▸ **Exercise requirements**:
The data below is to be copied exactly, line by line.

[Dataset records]

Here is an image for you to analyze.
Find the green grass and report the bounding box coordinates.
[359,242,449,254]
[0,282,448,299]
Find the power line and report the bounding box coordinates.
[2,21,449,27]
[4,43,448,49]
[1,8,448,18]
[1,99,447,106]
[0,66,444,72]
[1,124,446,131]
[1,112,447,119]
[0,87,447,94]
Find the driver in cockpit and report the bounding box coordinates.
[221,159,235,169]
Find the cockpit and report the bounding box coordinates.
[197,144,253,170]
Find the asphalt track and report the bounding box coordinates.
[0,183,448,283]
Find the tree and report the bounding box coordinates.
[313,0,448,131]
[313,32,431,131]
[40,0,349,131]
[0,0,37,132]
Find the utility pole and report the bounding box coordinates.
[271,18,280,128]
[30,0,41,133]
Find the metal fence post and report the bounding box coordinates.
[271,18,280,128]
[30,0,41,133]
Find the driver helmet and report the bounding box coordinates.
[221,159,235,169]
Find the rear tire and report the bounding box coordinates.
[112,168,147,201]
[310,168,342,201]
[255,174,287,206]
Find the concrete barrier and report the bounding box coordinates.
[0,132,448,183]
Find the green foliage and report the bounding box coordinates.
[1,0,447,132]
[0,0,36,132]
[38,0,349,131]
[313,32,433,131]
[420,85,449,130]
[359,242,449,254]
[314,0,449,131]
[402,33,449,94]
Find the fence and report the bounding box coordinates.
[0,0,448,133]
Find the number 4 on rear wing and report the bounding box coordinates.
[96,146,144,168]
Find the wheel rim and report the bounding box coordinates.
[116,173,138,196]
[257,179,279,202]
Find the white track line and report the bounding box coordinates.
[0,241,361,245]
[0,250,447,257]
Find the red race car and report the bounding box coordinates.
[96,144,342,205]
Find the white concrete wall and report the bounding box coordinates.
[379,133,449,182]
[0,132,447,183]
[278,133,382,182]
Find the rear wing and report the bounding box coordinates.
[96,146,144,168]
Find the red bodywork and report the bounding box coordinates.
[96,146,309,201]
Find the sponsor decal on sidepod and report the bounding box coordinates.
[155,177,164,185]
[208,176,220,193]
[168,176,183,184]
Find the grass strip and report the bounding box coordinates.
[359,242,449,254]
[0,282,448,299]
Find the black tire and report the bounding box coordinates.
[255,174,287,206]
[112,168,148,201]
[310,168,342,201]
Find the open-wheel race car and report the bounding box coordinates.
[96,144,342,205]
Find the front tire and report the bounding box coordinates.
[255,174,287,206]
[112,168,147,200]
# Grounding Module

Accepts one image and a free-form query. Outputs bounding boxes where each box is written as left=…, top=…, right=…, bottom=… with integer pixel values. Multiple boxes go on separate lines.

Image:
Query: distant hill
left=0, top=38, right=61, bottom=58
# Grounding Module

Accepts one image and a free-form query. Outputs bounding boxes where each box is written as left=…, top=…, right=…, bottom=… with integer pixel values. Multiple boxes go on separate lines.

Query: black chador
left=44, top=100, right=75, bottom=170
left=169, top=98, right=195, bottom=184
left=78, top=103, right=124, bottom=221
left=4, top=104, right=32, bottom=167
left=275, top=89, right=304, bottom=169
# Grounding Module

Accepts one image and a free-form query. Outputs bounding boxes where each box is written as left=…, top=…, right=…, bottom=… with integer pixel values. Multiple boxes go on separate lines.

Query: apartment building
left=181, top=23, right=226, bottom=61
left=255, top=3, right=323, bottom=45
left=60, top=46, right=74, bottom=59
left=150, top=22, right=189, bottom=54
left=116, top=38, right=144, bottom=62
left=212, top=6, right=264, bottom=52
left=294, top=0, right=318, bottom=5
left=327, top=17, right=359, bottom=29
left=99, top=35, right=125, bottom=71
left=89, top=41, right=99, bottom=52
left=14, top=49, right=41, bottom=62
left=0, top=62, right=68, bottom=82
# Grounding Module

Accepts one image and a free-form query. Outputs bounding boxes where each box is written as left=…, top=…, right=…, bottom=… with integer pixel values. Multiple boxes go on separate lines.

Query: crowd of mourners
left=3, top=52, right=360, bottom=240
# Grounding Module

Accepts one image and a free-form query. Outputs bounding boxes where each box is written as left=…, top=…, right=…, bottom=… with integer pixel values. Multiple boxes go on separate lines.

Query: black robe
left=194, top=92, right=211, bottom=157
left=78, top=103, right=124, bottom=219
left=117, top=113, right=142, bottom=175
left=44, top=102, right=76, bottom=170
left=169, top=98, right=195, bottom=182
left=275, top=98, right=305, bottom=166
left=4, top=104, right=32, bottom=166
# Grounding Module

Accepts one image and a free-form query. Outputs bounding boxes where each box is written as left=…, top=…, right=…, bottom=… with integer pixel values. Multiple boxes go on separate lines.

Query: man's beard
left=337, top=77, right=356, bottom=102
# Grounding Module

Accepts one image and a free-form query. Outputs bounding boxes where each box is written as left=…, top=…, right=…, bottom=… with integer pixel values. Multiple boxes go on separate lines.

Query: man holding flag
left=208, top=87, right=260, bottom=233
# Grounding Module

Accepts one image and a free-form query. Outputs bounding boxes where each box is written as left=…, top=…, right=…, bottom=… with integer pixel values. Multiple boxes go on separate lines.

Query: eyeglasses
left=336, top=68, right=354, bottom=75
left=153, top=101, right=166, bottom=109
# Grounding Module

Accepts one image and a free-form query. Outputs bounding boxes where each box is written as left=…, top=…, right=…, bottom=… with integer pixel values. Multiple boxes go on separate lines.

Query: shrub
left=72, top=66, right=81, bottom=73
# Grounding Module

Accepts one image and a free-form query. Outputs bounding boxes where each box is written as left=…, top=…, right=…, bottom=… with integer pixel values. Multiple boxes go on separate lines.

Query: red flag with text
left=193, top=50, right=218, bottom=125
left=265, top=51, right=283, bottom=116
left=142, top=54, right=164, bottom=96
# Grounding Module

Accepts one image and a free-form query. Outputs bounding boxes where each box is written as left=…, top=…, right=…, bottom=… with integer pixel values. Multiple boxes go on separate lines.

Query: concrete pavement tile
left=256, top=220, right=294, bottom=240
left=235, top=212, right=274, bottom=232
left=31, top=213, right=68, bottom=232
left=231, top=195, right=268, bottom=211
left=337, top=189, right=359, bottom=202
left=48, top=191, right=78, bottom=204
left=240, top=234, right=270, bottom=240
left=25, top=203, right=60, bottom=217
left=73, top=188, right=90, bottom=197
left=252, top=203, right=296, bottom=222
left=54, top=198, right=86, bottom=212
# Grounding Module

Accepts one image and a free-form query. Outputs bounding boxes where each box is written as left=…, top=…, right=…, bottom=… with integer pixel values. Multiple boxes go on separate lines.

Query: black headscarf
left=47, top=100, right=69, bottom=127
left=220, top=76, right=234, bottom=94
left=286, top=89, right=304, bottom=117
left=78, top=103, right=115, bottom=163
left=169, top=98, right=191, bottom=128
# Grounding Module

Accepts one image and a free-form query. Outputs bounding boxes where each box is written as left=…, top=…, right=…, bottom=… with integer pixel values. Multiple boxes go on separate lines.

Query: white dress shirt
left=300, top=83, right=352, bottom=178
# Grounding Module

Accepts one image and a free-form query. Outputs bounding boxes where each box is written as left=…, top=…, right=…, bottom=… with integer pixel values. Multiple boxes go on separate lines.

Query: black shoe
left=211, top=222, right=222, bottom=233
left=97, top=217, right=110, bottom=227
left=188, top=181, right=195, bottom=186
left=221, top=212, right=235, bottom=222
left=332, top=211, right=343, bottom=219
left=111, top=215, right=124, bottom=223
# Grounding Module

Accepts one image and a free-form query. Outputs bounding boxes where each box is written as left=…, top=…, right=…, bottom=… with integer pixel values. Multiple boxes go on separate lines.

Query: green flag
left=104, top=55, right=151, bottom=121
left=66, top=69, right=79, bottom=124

▸ **Response to the task**:
Here is an image for you to analyze.
Find the green grass and report the bounding box coordinates.
[359,242,449,254]
[0,282,448,299]
Find the power line and report the bounding box coordinates.
[2,21,449,27]
[4,43,448,49]
[1,8,448,18]
[1,99,447,106]
[0,66,444,72]
[1,124,446,131]
[1,112,447,119]
[0,87,447,94]
Find the driver in cockpit and report the bounding box coordinates.
[221,159,235,169]
Find the cockpit and report the bounding box coordinates.
[197,144,253,170]
Find the asphalt track and report the bounding box coordinates.
[0,183,448,283]
Find the tree and report the bounding box coordinates.
[313,0,448,131]
[313,32,431,131]
[40,0,349,131]
[0,0,37,132]
Find the utility pole and report the bounding box coordinates.
[271,18,280,128]
[30,0,41,133]
Find the metal fence post and report the bounding box coordinates.
[271,18,280,128]
[30,0,41,133]
Find the driver helmet and report the bounding box coordinates.
[221,159,235,169]
Find the rear tire and report the bounding box coordinates.
[112,168,147,201]
[310,168,342,201]
[255,174,287,206]
Find the concrete barrier and report the bounding box coordinates.
[0,132,448,183]
Find the green foliage and report the bounding box coordinates.
[1,0,447,132]
[0,0,36,132]
[38,0,349,131]
[313,32,433,131]
[420,85,449,130]
[359,242,449,254]
[314,0,449,131]
[402,33,449,94]
Find the fence and report the bounding box coordinates.
[0,0,448,133]
Find the number 4 on rear wing and report the bounding box coordinates.
[96,146,144,168]
Find the wheel rim and report the bounding box coordinates.
[116,173,138,196]
[257,179,279,202]
Find the white track line and report the bounding box coordinates.
[0,241,361,245]
[0,250,447,257]
Find the red race car and report the bounding box coordinates.
[96,144,342,205]
Find the white concrete wall and report the bounding box coordinates.
[379,133,449,182]
[0,132,447,183]
[278,133,382,182]
Find the rear wing and report the bounding box coordinates.
[96,146,144,168]
Find the red bodywork and report the bounding box coordinates.
[96,146,309,201]
Find the sponsor decal on sidepod and report the bounding box coordinates.
[155,177,164,185]
[208,176,220,193]
[168,176,183,184]
Find the grass strip and report the bounding box coordinates.
[359,242,449,254]
[0,282,448,299]
Find the black tire and report the bounding box coordinates.
[255,174,287,206]
[112,168,148,201]
[310,168,342,201]
Find the open-wheel race car and report the bounding box coordinates.
[96,144,342,205]
Find the front tire and report the bounding box coordinates.
[255,174,287,206]
[112,168,147,200]
# Grounding Module

Accepts one image and a free-form query. Outputs bounding boxes where each box is written as left=…, top=…, right=…, bottom=… with integer pixel values. Multiple boxes go on separate lines.

Image:
Query: distant hill
left=0, top=38, right=61, bottom=58
# Grounding Module

Accepts one image and a free-form query. Outputs bounding boxes where each box is written as left=…, top=…, right=…, bottom=… with integer pixel values. Multiple boxes go on separate lines.

Query: black chador
left=44, top=100, right=75, bottom=170
left=169, top=98, right=195, bottom=184
left=78, top=103, right=124, bottom=221
left=4, top=104, right=32, bottom=167
left=275, top=89, right=304, bottom=169
# Grounding Module

Accepts one image and a free-form query. Outputs bounding boxes where each box is written as left=…, top=…, right=…, bottom=… with integer pixel values. Multiple boxes go on separate lines.

Query: apartment building
left=181, top=23, right=226, bottom=61
left=255, top=3, right=323, bottom=45
left=60, top=46, right=74, bottom=59
left=150, top=22, right=189, bottom=54
left=116, top=38, right=144, bottom=62
left=212, top=6, right=264, bottom=52
left=294, top=0, right=318, bottom=5
left=327, top=17, right=359, bottom=29
left=99, top=35, right=125, bottom=71
left=89, top=41, right=99, bottom=52
left=14, top=49, right=41, bottom=62
left=0, top=62, right=68, bottom=82
# Grounding Module

Accepts one image and a free-form query. Outputs bounding boxes where each box is written as left=…, top=…, right=…, bottom=… with integer pixel values. Multiple boxes go on separate lines.

Query: crowd of mourners
left=3, top=52, right=360, bottom=240
# Grounding Module

Accepts one image and a free-form query. Outputs bounding boxes where each box is written as left=…, top=…, right=…, bottom=… with integer pixel values. Multiple boxes go on separate lines.

Query: black robe
left=194, top=92, right=211, bottom=157
left=78, top=103, right=124, bottom=219
left=117, top=113, right=142, bottom=175
left=44, top=102, right=76, bottom=170
left=169, top=98, right=195, bottom=182
left=275, top=98, right=305, bottom=166
left=4, top=104, right=32, bottom=166
# Grounding Module

Accepts one image and a free-form query. Outputs bounding boxes where each box is written as left=…, top=…, right=…, bottom=… with integer pixel values. Multiple boxes go on separate lines.

Query: man's beard
left=337, top=77, right=356, bottom=102
# Grounding Module

Accepts one image and a free-form query. Outputs bounding boxes where each box is written as left=…, top=…, right=…, bottom=… with integer pixel values. Multiple boxes go on separate lines.

Query: man holding flag
left=208, top=87, right=260, bottom=233
# Grounding Module

Accepts one image and a free-form query. Outputs bounding boxes where each box is written as left=…, top=…, right=…, bottom=… with integer pixel values. Multiple boxes go on separate lines.

Query: eyeglasses
left=336, top=68, right=354, bottom=75
left=153, top=101, right=166, bottom=109
# Grounding Module

Accepts one image and a free-form query. Outputs bounding boxes where each box is written as left=…, top=…, right=…, bottom=… with integer pixel values. Multiple boxes go on separate lines.

Query: shrub
left=72, top=66, right=81, bottom=73
# Grounding Module

Accepts one image and a free-form query. Outputs bounding boxes where each box is written as left=…, top=…, right=…, bottom=… with integer pixel values. Multiple boxes go on separate lines.

Query: red flag with text
left=193, top=50, right=218, bottom=125
left=265, top=51, right=283, bottom=116
left=142, top=54, right=164, bottom=96
# Grounding Module

Accepts one image and a free-form query. Outputs bounding boxes where each box is written as left=…, top=…, right=…, bottom=… with integer pixel values. Multiple boxes go on separate lines.

Query: concrete pavement tile
left=256, top=220, right=294, bottom=240
left=235, top=212, right=274, bottom=232
left=31, top=213, right=68, bottom=232
left=231, top=195, right=268, bottom=211
left=337, top=189, right=359, bottom=202
left=48, top=191, right=78, bottom=204
left=240, top=234, right=270, bottom=240
left=25, top=203, right=60, bottom=217
left=73, top=188, right=90, bottom=197
left=252, top=203, right=296, bottom=222
left=54, top=198, right=86, bottom=212
# Grounding Module

Accepts one image and a free-form query. Outputs bounding boxes where each box is written as left=…, top=…, right=…, bottom=… with integer pixel values. Multiple boxes go on separate lines.

Query: black headscarf
left=47, top=100, right=69, bottom=127
left=220, top=76, right=234, bottom=94
left=286, top=89, right=304, bottom=117
left=78, top=103, right=115, bottom=163
left=169, top=98, right=191, bottom=128
# Grounding Module

Accepts one image and a free-form query. Outputs bounding boxes where each box is written as left=…, top=…, right=…, bottom=… with integer pixel values. Multiple boxes go on separate lines.

Query: white dress shirt
left=300, top=83, right=352, bottom=178
# Grounding Module

Accepts one image and a free-form query. Outputs bounding boxes where each box is written as left=…, top=…, right=…, bottom=… with integer pixel values. Multiple boxes go on separate lines.

Query: black shoe
left=211, top=222, right=222, bottom=233
left=97, top=217, right=110, bottom=227
left=188, top=181, right=195, bottom=186
left=221, top=212, right=235, bottom=222
left=332, top=211, right=343, bottom=219
left=111, top=215, right=124, bottom=223
# Grounding Module

Accepts one image and a free-form query. Outputs bounding boxes where each box is written as left=…, top=…, right=…, bottom=… with integer pixel values. Multiple boxes go on separate lines.

Query: green flag
left=104, top=55, right=151, bottom=121
left=66, top=69, right=79, bottom=124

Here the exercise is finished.